___ Extract provided

Elections set amid mass misery in Haiti
Hundreds of thousands of Haitians face growing misery in the aftermath of Hurricane Matthew. Meanwhile, the U.S. military has decided to turn over its relief efforts to civilian authorities in Haiti.
The hurricane destroyed tens of thousands of homes on Oct. 4. Many that it didn’t completely flatten had their tin roofs torn off or were left with more holes than material. Then, three days and nights of torrential rain followed the winds.
The extent of the devastation in Haiti was summed up by a journalist who made a quick trip along the southwest coast: All that remains of many seaside villages is their name. The city of Jérémie, the largest population center in the southwest, has been compared to Berlin at the end of World War II when that city was flattened by bombs.
Despite this misery, U.S. Ambassador to Haiti Peter Mulrean released a statement published in the Nouvelliste, a major Haitian newspaper on Oct. 29, explaining that “transportation was improving in the areas ravaged by Hurricane Matthew and a robust humanitarian response has developed.”
Beginning on Oct. 6, the U.S. had 12 helicopters, split between CH-53 Sea Stallions and CH-47 Chinooks, two Coast Guard cutters and two naval vessels to handle logistics. There were a few hundred Marines assigned to the operation, which Mulrean claimed cost $20 million.

______

▸ Using the information
1 - Answer these questions from the Haiti article:
(a) On what date did the hurricane destroy tens of thousands of homes?
(b) How long did the torrential rain last after the winds?
(c) How much did Mulrean claim the U.S. operation cost?
2 - In one to three sentences, explain why the Haiti article says the city of Jérémie has been compared to Berlin at the end of World War II.

___ Extracted records

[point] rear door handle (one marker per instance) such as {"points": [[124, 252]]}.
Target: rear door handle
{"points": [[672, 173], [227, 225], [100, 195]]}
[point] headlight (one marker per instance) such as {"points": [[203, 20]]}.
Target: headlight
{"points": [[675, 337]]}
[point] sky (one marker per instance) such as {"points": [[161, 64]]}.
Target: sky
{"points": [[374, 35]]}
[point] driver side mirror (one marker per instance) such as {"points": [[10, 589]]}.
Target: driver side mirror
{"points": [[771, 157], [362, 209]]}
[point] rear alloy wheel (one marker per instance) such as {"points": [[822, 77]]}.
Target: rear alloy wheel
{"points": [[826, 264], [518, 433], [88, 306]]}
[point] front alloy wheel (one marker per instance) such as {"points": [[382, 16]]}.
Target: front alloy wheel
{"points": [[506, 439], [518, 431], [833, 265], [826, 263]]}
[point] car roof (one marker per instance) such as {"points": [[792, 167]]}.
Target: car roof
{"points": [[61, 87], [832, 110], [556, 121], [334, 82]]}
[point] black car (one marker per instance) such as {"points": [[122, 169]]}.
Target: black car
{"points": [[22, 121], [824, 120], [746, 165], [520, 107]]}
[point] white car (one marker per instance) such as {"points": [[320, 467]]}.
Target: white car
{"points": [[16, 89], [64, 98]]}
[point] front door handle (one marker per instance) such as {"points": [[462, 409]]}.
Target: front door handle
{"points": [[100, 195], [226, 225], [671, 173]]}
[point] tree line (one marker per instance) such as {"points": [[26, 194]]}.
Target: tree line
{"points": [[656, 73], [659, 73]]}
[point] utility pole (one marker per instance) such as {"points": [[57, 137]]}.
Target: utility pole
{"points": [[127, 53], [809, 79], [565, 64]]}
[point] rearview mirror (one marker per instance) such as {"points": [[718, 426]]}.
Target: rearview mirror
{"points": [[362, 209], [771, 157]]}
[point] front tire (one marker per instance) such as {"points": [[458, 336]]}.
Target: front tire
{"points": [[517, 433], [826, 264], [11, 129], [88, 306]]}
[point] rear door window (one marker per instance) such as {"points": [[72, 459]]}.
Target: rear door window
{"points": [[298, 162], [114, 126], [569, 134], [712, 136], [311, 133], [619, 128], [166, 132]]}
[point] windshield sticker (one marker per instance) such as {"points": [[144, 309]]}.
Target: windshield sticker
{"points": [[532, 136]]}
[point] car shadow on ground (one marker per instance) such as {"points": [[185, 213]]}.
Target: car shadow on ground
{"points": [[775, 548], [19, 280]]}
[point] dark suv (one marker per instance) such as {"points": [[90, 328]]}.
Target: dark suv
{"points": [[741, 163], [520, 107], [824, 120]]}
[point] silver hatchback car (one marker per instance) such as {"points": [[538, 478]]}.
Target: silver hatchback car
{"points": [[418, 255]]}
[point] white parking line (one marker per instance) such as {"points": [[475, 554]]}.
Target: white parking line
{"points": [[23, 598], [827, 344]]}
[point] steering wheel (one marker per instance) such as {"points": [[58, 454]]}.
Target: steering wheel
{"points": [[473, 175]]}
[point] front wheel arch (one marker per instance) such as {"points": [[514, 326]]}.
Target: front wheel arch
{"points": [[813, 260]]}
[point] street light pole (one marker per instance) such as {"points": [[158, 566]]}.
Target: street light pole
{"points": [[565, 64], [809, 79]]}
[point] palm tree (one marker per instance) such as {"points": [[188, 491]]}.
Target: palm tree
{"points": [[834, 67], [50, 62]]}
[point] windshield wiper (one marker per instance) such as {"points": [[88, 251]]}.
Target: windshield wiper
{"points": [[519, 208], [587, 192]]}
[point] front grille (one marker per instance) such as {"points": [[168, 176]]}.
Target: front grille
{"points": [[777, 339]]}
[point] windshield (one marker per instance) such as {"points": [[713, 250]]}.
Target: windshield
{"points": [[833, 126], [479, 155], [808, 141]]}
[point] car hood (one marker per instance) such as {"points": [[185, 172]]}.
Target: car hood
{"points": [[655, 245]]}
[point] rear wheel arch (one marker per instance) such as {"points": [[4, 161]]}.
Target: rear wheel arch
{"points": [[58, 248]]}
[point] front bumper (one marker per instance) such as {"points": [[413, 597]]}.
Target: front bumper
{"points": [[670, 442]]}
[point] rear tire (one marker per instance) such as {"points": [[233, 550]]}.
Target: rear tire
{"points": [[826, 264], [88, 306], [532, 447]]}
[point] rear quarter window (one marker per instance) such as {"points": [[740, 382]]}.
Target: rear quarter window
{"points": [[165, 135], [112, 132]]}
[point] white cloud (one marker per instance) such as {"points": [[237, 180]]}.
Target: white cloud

______

▸ Responses for each task
1 -
(a) Oct. 4
(b) Three days and nights
(c) $20 million

2 - Berlin was flattened by bombs at the end of World War II. The comparison shows how badly Jérémie, the largest population center in the southwest, was devastated by Hurricane Matthew.